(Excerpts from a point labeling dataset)
* * * * * * * * *

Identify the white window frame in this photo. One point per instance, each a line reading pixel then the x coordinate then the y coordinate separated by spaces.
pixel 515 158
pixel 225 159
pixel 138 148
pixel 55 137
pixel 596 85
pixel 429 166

* * * * * * * * *

SET TASK =>
Rewrite the material with "instance" switched to "occurrence", keeping everything else the same.

THE OUTPUT =>
Identify the white window frame in this photo. One point per occurrence, each a line reading pixel then the x coordinate then the y coordinate separated by spaces.
pixel 515 158
pixel 225 159
pixel 138 148
pixel 55 137
pixel 596 85
pixel 429 166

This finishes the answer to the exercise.